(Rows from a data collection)
BEGIN

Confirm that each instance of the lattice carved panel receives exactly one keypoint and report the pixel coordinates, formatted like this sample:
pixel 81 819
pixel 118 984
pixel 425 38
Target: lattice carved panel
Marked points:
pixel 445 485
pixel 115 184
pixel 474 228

END

### What to do:
Please lay out every one of the rows above as a Markdown table with the columns No. and Line, giving each line its number and skipping any blank lines.

### Final result:
| No. | Line |
|---|---|
| 1 | Confirm that each instance of the lattice carved panel receives exactly one keypoint and report the pixel coordinates, formatted like this sample: |
| 2 | pixel 81 819 |
| 3 | pixel 118 984 |
| 4 | pixel 425 38 |
| 5 | Target: lattice carved panel |
| 6 | Marked points: |
| 7 | pixel 445 485 |
| 8 | pixel 115 184 |
| 9 | pixel 474 228 |